### Goal A
Please decide whether each statement agrees with the comment thread below, answering yes or no and quoting the words from the thread that settle it: (i) a reply names sublime text as the editor Jay uses; (ii) one commenter says Max could have replaced avg; (iii) one commenter expected the problem to be rated easy.

** BEGIN Document section **

Like this answer!! so clean and clever!

@aromax504 4 жыл бұрын

Is this postgres syntax?

@kartiikss8515 3 жыл бұрын

Thank you for your help Jay. How would this query work? WITH user_job AS ( SELECT user_id, job_id, COUNT(DISTINCT date_posted) AS #_posted FROM job_postings GROUP BY user_id, job_id ) SELECT SUM(IF(MAX(#_posted) = 1, 1, 0 ) AS #_once, SUM(IF(MAX(#_posted) > 1, 1, 0) AS more_than_once FROM user_job GROUP BY user_id

@mechanicaltypewriteroperat9885 3 жыл бұрын

I think I would disconnect because of the legacy system they probably have to many problems even with paperwork processes or just general reporting...

@brothermalcolm 3 жыл бұрын

with jobs as ( select user_id, job_id, count(*) as num_posts from job_postings group by 1,2 ) select count(distinct case when num_posts > 1 then user_id end) as posted_at_least_one_job_multiple_times, (select count(distinct user_id) from job_postings) - count(distinct case when num_posts > 1 then user_id end) as posted_jobs_once from jobs

@MashiroRedo 2 жыл бұрын

Shouldnt user be outputted as well?

@0yustas0 2 жыл бұрын

WITH t AS ( SELECT user_id , COUNT(job_id) AS cnt_job_posting , COUNT(DISTINCT job_id) AS count_distinct FROM job_postings GROUP BY user_id ) SELECT SUM(CASE WHEN cnt_job_posting=count_distinct THEN 1 ELSE 0) once , SUM(CASE WHEN cnt_job_posting!=count_distinct THEN 1 ELSE 0) multiple FROM t

@mohammedghouse9088 3 жыл бұрын

Using Average was a good idea to find uniqueness

@bbear1123 2 жыл бұрын

Good problem. Max could have been used instead of avg

@sb-eb7yv 3 жыл бұрын

Does anyone know what SQL editor Jay is using?

@jinysong2990 3 жыл бұрын

sublime text

@limesrawsm 3 жыл бұрын

I cannot believe this was a "medium" level question, I would have totally expected that to be a hard difficulty level! haha guess I need more practice...

@l_Ryi_l 3 жыл бұрын

A bit confused as you assumed all job ids are the same job which I would say the opposite. Each job Id is a unique job so you taking to average would not be right. Where in the problem statement does it say all job ids are the same for a given user?

** END Document section **
** BEGIN Task material **

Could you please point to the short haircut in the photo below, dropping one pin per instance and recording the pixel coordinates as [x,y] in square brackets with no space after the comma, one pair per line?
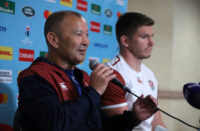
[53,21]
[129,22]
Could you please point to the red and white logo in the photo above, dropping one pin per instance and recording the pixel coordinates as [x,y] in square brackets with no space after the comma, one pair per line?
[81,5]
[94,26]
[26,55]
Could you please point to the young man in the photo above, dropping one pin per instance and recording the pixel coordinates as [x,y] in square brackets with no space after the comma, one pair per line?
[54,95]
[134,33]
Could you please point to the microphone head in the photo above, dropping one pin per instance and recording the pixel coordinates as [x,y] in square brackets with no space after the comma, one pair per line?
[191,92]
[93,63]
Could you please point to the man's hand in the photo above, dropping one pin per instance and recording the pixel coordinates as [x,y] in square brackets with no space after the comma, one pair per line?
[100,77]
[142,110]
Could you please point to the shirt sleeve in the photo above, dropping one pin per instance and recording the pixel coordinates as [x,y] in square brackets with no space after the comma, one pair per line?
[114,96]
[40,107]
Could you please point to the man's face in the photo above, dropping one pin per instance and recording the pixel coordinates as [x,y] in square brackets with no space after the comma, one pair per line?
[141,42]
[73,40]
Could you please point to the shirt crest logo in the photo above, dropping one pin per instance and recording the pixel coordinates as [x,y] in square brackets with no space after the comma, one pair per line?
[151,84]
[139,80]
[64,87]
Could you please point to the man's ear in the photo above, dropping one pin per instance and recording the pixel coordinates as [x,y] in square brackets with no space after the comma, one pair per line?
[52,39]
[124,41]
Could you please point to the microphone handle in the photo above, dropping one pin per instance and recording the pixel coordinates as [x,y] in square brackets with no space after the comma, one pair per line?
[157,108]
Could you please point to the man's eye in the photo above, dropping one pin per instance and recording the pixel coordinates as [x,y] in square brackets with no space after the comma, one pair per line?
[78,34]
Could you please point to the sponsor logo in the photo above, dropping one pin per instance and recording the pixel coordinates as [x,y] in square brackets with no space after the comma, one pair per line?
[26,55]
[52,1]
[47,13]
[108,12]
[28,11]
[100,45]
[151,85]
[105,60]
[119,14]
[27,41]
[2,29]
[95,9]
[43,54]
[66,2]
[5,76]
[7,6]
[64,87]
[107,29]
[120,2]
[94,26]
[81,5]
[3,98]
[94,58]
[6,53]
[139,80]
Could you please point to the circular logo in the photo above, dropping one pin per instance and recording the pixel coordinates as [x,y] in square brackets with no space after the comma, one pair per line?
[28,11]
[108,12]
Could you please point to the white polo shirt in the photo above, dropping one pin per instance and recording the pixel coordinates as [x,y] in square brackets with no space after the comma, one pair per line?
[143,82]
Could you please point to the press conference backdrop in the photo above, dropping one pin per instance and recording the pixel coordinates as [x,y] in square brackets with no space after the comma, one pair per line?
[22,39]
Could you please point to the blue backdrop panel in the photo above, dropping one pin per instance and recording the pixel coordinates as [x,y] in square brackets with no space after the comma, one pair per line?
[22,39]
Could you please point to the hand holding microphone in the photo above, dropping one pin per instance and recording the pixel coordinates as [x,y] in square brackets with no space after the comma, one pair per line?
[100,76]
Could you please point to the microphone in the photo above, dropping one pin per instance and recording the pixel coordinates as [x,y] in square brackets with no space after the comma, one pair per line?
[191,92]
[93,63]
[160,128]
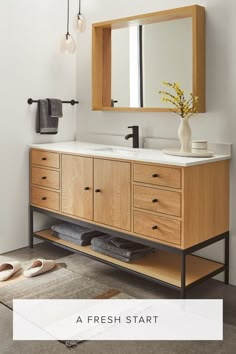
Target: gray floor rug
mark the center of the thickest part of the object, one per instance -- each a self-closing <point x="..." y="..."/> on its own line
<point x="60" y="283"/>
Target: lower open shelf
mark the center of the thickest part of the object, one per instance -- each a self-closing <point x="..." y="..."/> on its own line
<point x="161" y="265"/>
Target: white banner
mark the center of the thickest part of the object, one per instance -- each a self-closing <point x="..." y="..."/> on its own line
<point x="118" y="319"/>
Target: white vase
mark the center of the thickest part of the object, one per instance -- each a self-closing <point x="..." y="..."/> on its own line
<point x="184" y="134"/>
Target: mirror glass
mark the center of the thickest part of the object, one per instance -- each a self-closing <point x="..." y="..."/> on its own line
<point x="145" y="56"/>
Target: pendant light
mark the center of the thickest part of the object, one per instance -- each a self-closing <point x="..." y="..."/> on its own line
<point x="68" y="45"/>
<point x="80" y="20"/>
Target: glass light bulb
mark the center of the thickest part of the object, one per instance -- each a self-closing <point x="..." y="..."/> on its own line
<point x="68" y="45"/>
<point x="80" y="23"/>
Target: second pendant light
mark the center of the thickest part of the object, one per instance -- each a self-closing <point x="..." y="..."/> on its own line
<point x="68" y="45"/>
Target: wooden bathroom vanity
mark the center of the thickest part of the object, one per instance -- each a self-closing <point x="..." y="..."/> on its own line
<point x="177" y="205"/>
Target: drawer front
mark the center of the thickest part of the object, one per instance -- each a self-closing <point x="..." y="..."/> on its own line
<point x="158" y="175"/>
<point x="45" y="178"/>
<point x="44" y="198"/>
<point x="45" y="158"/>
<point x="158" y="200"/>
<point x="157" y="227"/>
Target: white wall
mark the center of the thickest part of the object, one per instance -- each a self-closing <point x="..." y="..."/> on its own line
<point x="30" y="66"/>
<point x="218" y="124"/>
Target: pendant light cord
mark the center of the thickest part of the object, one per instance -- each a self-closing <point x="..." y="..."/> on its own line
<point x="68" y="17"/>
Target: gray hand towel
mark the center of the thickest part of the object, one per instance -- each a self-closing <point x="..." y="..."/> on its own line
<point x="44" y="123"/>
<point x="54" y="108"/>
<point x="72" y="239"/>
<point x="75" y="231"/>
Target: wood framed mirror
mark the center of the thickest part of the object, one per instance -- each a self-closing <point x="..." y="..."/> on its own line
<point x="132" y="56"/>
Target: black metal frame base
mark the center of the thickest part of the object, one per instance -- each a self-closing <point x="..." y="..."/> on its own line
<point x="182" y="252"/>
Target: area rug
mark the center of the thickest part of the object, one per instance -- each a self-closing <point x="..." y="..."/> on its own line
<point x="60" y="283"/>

** END Task material **

### Goal B
Count the lines of the listing that contain the word "mirror" and give only the number.

### Task solution A
(i) Yes: "sublime text"
(ii) Yes: "Max could have been used instead of avg"
(iii) No: "I would have totally expected that to be a hard difficulty level!"

### Task solution B
2